## BEGIN Raw data

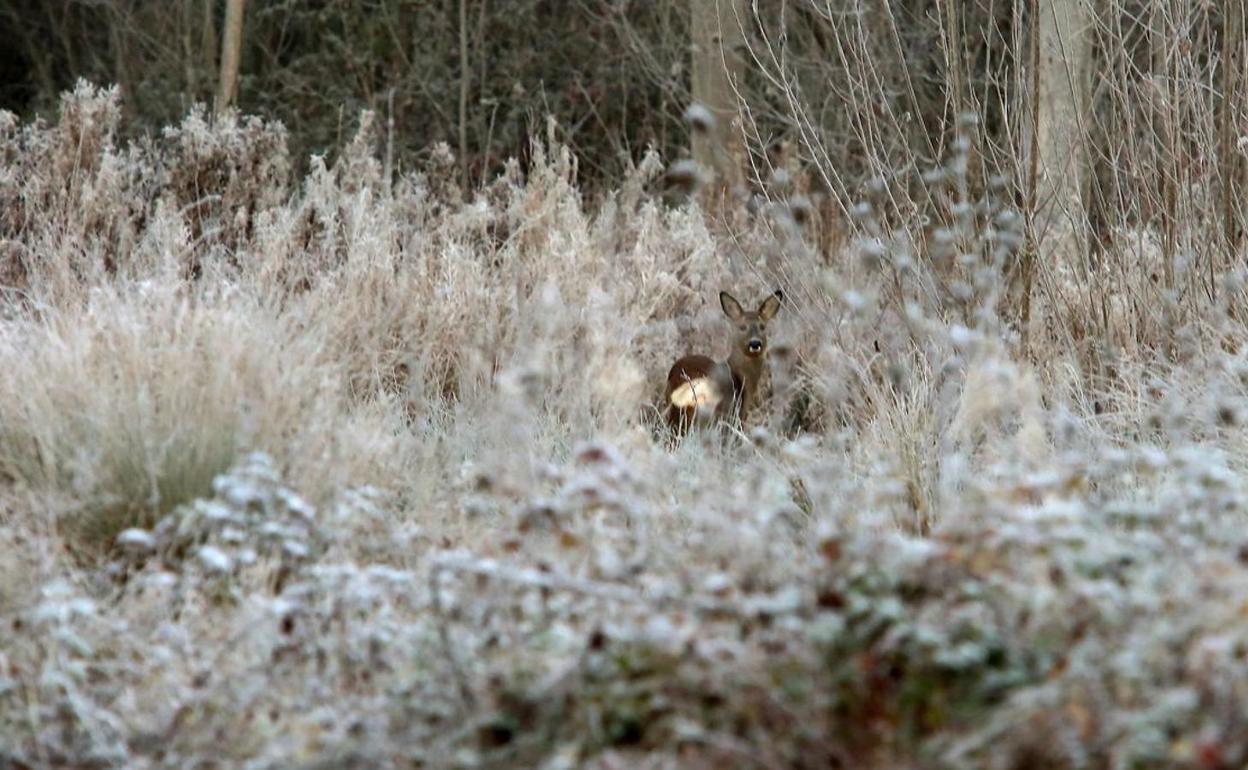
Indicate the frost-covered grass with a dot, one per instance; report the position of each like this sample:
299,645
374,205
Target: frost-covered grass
331,472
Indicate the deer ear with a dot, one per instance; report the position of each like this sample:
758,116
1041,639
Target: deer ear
770,306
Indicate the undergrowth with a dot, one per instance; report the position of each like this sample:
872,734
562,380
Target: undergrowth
333,472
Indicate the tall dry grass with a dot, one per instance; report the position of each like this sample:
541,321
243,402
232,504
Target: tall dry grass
333,472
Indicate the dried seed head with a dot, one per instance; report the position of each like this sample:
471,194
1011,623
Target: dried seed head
687,176
780,180
700,119
800,209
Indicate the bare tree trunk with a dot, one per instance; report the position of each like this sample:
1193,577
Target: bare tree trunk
464,74
716,66
1061,92
207,48
1231,162
231,48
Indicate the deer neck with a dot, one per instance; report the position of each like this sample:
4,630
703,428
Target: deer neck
748,371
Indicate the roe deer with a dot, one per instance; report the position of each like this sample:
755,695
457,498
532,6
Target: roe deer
703,391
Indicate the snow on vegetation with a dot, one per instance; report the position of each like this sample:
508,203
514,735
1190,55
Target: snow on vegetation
347,472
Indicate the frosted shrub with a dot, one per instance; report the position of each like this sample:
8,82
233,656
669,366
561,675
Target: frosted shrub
358,471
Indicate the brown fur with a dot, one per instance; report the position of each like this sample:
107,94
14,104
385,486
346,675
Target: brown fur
704,391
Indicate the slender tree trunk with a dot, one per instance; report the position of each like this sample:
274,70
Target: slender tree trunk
207,48
231,48
716,68
464,77
1231,160
1058,141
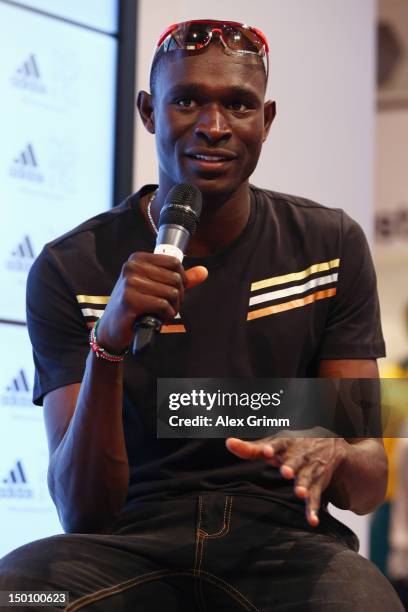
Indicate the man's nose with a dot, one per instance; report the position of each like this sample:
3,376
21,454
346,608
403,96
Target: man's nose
212,124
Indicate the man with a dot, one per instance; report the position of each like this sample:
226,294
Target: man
195,524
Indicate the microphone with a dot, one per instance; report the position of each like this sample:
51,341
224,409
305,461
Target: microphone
177,223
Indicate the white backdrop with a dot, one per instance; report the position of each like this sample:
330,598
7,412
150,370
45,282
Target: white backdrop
322,77
57,91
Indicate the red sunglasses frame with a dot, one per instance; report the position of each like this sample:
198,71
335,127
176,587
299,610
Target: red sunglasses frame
174,26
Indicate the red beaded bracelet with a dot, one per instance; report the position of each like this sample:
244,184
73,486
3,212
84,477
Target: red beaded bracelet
101,352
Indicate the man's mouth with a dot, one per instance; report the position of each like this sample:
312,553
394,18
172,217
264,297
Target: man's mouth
210,158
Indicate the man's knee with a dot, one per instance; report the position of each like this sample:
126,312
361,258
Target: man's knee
359,584
28,566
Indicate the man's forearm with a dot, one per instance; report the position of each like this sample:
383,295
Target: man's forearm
360,481
89,473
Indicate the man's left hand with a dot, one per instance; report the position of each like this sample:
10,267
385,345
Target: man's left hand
310,461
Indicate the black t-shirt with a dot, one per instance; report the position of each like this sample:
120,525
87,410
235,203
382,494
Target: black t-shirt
296,286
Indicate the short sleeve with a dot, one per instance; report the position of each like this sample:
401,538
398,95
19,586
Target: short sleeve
353,326
57,330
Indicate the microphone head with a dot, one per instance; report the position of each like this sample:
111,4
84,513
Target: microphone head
182,207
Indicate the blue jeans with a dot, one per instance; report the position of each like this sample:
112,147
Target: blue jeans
207,552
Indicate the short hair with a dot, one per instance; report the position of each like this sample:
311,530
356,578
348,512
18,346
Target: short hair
159,58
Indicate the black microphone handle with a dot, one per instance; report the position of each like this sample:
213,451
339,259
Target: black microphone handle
172,239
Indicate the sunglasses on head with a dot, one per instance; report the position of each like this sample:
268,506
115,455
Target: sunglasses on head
236,38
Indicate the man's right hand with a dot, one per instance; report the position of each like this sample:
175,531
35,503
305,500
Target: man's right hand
148,284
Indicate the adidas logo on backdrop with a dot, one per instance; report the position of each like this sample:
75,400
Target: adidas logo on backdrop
25,166
28,77
18,392
22,256
15,483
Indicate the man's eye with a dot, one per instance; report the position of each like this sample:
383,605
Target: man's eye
238,106
185,102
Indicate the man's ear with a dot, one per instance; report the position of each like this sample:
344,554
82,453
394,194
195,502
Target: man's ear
146,110
269,116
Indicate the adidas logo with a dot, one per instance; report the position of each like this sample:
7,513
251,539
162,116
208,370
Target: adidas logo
27,76
15,483
22,257
18,391
25,166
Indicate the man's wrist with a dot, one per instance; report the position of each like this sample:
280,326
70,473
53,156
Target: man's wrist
101,351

## END Raw data

Work required = Revise the listing above by replacing "one per instance" with "one for each instance" everywhere it appears, keeping every other line as it is. Leave the pictures out of your answer.

Answer to the exercise =
Indicate the frost-covered grass with a dot, one for each instance; report the position of each like this sample:
299,645
374,205
Target: frost-covered grass
331,472
Indicate the deer ear with a dot, one for each instance; report the position of each like this sample:
758,116
1041,639
Target: deer ear
770,306
Indicate the undergrowth with a dot, one for each instance; report the position of each like this sample:
872,734
562,380
Target: undergrowth
333,472
Indicate the tall dry grass with a dot, one for each instance; report the position of each like this sample:
541,321
243,402
232,504
Target: tall dry grass
333,472
Indicate the dried seed head with a dot, one for each instance; report the position of each like this sample:
471,194
1011,623
Target: dried seed head
687,176
780,180
700,119
800,209
Indicate the bare tree trunk with a dot, one for each instance; report the position of each like this sample:
1193,577
Target: bare tree trunk
464,74
716,66
1061,92
207,48
1231,162
231,48
Indicate the deer neck with a dot, one for each instance; report the position of each like this sample:
4,630
703,428
Target: deer neck
748,371
Indicate the roe deer with a dot, one for each instance; report the position of each like this sample:
755,695
457,498
532,6
Target: roe deer
703,391
Indicate the snow on vegetation with a dot, one for each instance; report the position of each like this sample:
508,203
514,735
1190,55
Target: snow on vegetation
347,472
Indicate the frosted shrub with a dot, one for each instance; report the position of each like this sample:
8,82
233,656
669,366
561,675
Target: frosted shrub
358,471
Indicate the brown fur with a dot, one for each instance; report the position of each like this sample:
107,94
14,104
385,486
346,675
Target: brown fur
704,391
Indicate the slender tree trunk with a dot, one for each instance; report the position of each like this sample:
274,70
Target: slender tree trunk
207,48
231,48
716,68
464,77
1231,160
1058,141
Indicate the man's nose with a dot, one for each instance; report the position of each like this sample:
3,376
21,454
346,608
403,96
Target: man's nose
212,124
Indicate the man with a dot, one for each instance; report the position of each like this sample:
226,294
Target: man
195,524
Indicate the microphone with a dot, one for each instance; report the position of each like this sample:
51,341
224,409
305,461
Target: microphone
177,223
Indicate the white backdrop with a dot, one for each instance; report the position of each like this sample:
330,598
7,412
150,370
45,282
Target: white backdrop
322,77
57,91
Indicate the red sunglasses frame with a dot, one for each instance; report the position of each like this sample:
198,71
335,127
176,587
299,610
Target: red sunglasses frame
174,26
Indicate the red beaded bracelet with a dot, one for each instance; report the position of each like this sample:
244,184
73,486
3,212
84,477
Target: red beaded bracelet
101,352
Indicate the man's mouth with a dot, one for each instance; report the position of each like this sample:
312,553
394,18
172,217
264,297
Target: man's mouth
210,158
Indicate the man's knee with a dot, one for each instance; report the position of each like this sample:
126,312
361,258
Target: man's knee
359,584
28,566
Indicate the man's forearm with a dot, one for each instance; report the position of each like this sample:
383,295
Target: man's forearm
360,481
89,473
Indicate the man's left hand with a dot, one for each instance; report the position of each like this sample:
10,267
385,345
Target: man's left hand
310,461
Indicate the black t-shirt with a dot, one for each instance; report the position of each like this sample:
120,525
87,410
235,203
382,494
Target: black t-shirt
296,286
Indicate the short sleeve with a dot, one for each instance; report the position of each like this sample:
401,538
398,95
19,586
Target: short sleeve
353,326
57,330
Indicate the microphone head with a dot, one for each instance; report the position of each like this sample:
111,4
84,513
Target: microphone head
182,207
Indicate the blue jeans with a dot, one for each instance; report the position of each like this sample:
112,147
Target: blue jeans
207,552
Indicate the short hair with a dot, one for each instance; report the position of each like this sample:
311,530
356,578
348,512
18,346
Target: short hair
159,58
Indicate the black microphone handle with a dot, one for each instance; report the position of each like this sample:
213,451
339,259
Target: black microphone handle
172,239
Indicate the sunglasses on head with a dot, one for each instance; report the position of each like this sample:
268,506
115,455
Target: sunglasses on head
236,38
Indicate the man's right hand with a dot, one for each instance; report the position of each like this sample:
175,531
35,503
305,500
Target: man's right hand
148,284
Indicate the adidas logo on backdrop with a dot, one for each instance; report the position of each like this sample:
75,400
Target: adidas logo on backdrop
25,166
28,77
18,392
22,256
15,483
Indicate the man's eye with a dot, one for each instance; report the position of each like this sample:
383,605
Target: man's eye
238,106
185,102
Indicate the man's ear with a dot, one for each instance; report the position of each like this sample:
344,554
82,453
394,194
195,502
Target: man's ear
146,110
269,116
Indicate the adidas logo with a dot, one for each instance; report the position of each like this sample:
7,513
251,539
162,116
208,370
Target: adidas logo
27,76
15,483
22,257
18,391
25,166
Indicate the man's wrist with a dot, one for each instance; report the position of each like this sample:
280,326
70,473
53,156
Target: man's wrist
101,351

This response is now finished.